• [Document source]
╔══
Formes hormonosensibles : double ou triple association
« Dans les formes métastatiques hormonosensibles naïves, les NHT ayant fait leurs preuves dans de multiples essais (ARCHES, ENZAMET pour l’enzalutamide, TITAN avec l’apalutamide, LATITUDE pour l’acétate d’abiratérone), on est passé d'une monothérapie par ADT à une bithérapie ADT-NHT, détaille le Pr Oudard. Ces bithérapies sont recommandées en première ligne, chez tous les patients à faible ou fort volume tumoral, métachrone ou synchrone. Elles viennent majorer d'environ 30 % la survie globale (SG). Néanmoins, en présence de formes métastatiques hormonosensibles à risque élevé ou fort volume tumoral (maladie agressive), on privilégie des trithérapies ADT-NHT et docétaxel. Ces triplets ayant fait leurs preuves récemment dans les études PEACE-1 (avec l’acétate d’abiratérone) et ARASENS (darolutamide) » (4,5).
╚══
• [Travail à réaliser] Recopiez mot pour mot l'intégralité du passage ci-dessus sur les formes hormonosensibles.

• [Données à examiner]
╔══
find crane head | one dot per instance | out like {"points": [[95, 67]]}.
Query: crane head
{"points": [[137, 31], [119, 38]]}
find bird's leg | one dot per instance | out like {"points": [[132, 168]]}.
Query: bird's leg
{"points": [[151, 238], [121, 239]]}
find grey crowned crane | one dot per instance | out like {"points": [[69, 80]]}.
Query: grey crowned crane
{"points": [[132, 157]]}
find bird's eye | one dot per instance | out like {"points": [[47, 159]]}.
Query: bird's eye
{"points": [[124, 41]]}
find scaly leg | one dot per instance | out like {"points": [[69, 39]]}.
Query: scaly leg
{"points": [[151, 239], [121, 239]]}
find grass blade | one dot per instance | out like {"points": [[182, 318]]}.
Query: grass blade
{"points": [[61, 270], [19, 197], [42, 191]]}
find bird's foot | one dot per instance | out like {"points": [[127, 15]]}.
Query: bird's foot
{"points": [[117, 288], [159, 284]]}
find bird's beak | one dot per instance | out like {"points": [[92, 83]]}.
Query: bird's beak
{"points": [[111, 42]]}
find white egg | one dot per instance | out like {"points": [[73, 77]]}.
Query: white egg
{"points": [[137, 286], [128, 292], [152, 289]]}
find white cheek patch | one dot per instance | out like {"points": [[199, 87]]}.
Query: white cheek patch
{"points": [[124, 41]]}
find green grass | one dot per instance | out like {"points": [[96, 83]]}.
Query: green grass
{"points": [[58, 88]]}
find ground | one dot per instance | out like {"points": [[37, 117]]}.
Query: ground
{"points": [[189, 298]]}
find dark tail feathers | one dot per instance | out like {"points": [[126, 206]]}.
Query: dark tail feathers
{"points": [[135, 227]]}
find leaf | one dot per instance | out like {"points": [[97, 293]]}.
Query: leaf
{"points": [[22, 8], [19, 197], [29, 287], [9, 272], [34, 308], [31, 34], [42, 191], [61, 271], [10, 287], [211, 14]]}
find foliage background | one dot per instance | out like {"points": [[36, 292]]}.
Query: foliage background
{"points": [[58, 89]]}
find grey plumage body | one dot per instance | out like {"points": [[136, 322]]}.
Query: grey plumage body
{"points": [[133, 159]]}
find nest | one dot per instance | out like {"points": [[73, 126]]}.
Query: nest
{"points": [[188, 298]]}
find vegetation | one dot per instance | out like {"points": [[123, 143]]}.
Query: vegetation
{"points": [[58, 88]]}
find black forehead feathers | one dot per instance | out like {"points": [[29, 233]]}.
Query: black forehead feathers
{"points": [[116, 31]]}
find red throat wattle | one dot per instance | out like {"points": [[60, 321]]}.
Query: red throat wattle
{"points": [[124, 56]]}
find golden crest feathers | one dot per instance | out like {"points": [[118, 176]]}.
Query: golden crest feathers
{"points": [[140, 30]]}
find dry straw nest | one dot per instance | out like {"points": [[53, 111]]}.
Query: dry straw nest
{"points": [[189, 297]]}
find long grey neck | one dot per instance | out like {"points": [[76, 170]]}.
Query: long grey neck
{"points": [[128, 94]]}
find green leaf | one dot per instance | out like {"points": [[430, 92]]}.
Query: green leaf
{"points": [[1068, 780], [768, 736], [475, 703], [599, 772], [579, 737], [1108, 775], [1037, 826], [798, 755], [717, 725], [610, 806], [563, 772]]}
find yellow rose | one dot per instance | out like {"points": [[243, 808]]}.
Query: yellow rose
╚══
• [Votre réponse]
Formes hormonosensibles : double ou triple association
« Dans les formes métastatiques hormonosensibles naïves, les NHT ayant fait leurs preuves dans de multiples essais (ARCHES, ENZAMET pour l’enzalutamide, TITAN avec l’apalutamide, LATITUDE pour l’acétate d’abiratérone), on est passé d'une monothérapie par ADT à une bithérapie ADT-NHT, détaille le Pr Oudard. Ces bithérapies sont recommandées en première ligne, chez tous les patients à faible ou fort volume tumoral, métachrone ou synchrone. Elles viennent majorer d'environ 30 % la survie globale (SG). Néanmoins, en présence de formes métastatiques hormonosensibles à risque élevé ou fort volume tumoral (maladie agressive), on privilégie des trithérapies ADT-NHT et docétaxel. Ces triplets ayant fait leurs preuves récemment dans les études PEACE-1 (avec l’acétate d’abiratérone) et ARASENS (darolutamide) » (4,5).